The Department for Education has launched an online “marketplace” for schools to buy purifiers to help tackle Covid, recommending units which cost up to £1,170 each.
Schools Week revealed last month the DfE planned to provide 1,000 air cleaning units for alternative provision and specialist or mainstream SEND settings – but was refusing to fund them for other schools.
The government has confirmed deals with French electric goods wholesaler Rexel to offer recommended units for schools at agreed prices, with schools now able to place orders.
The products are the Dyson Pure Cool Formaldehyde TP09, which costs £424.82 per unit, and the Camfil City M, costing £1170 per unit.
Both products are said to remove more than 99.9 per cent of ultrafine particles in the air.
The DfE told school leaders by email: “In the very few cases where an area of poor ventilation has been identified and this cannot be resolved through opening windows and doors or minor repair works, it may be appropriate to consider the use of an air cleaning unit as an additional mitigation whilst further remedial work is undertaken to improve ventilation.
“However, it should be noted that they are not a substitute for ventilation and should never be used as a reason to reduce ventilation.”
Cost of air purifiers
Multiple general retailers are selling the Dyson unit for around £600 online, suggesting the DfE secured a sizeable discount.
But the government faced criticism on social media for not choosing cheaper units.
At its general retail sale price, even the cheaper Dyson purifier is the fifth most expensive in a list of 47 common models collated by consumer group Which?. At the discount price, it would still be the 13th most expensive.

> Material provided
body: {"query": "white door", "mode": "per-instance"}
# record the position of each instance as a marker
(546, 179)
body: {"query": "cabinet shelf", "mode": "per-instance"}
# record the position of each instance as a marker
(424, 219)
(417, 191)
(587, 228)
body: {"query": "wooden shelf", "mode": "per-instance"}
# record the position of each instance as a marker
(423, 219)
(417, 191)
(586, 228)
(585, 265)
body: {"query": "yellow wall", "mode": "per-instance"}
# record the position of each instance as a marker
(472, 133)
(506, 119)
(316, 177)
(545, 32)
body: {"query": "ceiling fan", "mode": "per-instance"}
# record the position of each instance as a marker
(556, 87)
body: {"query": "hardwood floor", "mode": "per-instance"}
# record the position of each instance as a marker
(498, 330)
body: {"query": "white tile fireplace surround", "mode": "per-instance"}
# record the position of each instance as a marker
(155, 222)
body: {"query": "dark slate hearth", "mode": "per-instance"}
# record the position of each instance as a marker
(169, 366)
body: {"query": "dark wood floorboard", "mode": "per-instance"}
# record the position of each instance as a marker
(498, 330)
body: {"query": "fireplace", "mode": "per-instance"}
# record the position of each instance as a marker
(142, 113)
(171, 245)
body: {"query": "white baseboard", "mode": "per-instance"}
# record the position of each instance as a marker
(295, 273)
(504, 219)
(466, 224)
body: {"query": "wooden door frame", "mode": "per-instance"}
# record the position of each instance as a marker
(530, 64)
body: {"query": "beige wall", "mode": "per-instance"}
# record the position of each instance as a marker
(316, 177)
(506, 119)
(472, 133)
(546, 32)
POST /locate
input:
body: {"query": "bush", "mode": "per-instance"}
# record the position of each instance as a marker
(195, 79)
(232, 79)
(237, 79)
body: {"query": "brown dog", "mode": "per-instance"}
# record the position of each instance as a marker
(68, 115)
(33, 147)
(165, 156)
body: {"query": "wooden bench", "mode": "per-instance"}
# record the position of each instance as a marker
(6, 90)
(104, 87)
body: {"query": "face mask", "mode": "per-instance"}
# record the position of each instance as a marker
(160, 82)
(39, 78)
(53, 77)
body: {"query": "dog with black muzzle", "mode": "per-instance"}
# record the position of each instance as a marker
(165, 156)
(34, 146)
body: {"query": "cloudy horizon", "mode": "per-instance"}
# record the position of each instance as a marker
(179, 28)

> Required work
Write out the part of the news story about school air purifiers starting with "The Department for" and going on through "to £1,170 each.". The entries come from a different source than the news story about school air purifiers.

> Answer
The Department for Education has launched an online “marketplace” for schools to buy purifiers to help tackle Covid, recommending units which cost up to £1,170 each.